[Items from a data source]
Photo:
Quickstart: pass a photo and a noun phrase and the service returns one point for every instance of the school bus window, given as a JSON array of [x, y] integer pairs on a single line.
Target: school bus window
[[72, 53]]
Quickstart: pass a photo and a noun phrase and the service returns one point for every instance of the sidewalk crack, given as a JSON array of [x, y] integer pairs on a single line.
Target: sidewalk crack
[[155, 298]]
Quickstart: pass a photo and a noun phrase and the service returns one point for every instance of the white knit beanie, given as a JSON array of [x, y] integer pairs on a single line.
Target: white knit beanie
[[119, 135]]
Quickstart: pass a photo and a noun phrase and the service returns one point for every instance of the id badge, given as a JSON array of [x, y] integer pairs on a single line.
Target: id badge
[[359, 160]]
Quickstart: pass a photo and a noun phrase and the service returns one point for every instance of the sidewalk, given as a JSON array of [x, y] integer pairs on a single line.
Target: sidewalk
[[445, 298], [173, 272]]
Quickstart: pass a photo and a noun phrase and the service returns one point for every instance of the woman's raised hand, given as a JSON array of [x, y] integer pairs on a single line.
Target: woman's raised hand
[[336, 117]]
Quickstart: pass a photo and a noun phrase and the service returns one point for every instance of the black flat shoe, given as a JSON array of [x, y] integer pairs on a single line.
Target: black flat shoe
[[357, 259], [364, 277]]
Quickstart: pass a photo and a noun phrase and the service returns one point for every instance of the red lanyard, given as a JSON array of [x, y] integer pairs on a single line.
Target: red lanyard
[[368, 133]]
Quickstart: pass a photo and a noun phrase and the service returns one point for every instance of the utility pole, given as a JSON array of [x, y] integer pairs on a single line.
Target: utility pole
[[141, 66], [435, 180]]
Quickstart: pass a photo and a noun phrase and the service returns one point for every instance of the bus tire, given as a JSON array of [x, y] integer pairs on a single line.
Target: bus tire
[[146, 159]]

STATED GOAL =
Print every line of the material above again, without changing a character.

THE SOLUTION =
Photo:
Quickstart: pass a photo and a noun phrase and the service returns one point for every instance of the school bus window, given as a JSON array of [x, y] integer pairs on a single line.
Target: school bus window
[[72, 53]]
Quickstart: pass a photo and a noun phrase and the service returns one point for every instance of the sidewalk crack, given as a JSON array of [x, y] integer pairs on a single line.
Target: sidewalk crack
[[155, 298]]
Quickstart: pass a photo and a noun phrase and the service returns one point for every instance of the white knit beanie, given as a JSON array of [x, y] integer pairs on a single line.
Target: white knit beanie
[[119, 135]]
Quickstart: pass a photo and a noun phrase and the service returns one point for every instance of the id badge, given as a JSON array of [x, y] integer pairs on a single line.
Target: id badge
[[359, 160]]
Quickstart: pass a photo and a noun phrase and the service returns one point for every instance of the sidewalk, given as a JSON array of [x, y] integer pairs on a single line.
Target: sidewalk
[[445, 298], [173, 272]]
Quickstart: pass a photo and a noun phrase and the service returns one point for every instance of the woman's raised hand, given as a JSON array of [x, y] integer pairs on a single line.
Target: woman's raised hand
[[336, 117]]
Quickstart: pass a photo and a noun phrase and the service returns one point for every instance of the black flat shoe, given as a JSON array of [x, y] integer pairs on a single line.
Target: black flat shoe
[[357, 259], [364, 277]]
Quickstart: pass a photo and a noun phrase and the service returns one point for every instance of the red lanyard, given as a JSON array of [x, y] integer pairs on a single line.
Target: red lanyard
[[368, 133]]
Quickstart: pass a photo and a noun phrase and the service returns one point for every instance of the utility pole, given as a JSON array of [x, y] integer pairs on a single line.
Target: utility pole
[[141, 66], [435, 180]]
Quickstart: pass a photo and a noun phrase and the service returns one point for every instance of the bus tire, given as a JSON array of [x, y] integer pairs on a single line.
Target: bus tire
[[146, 159]]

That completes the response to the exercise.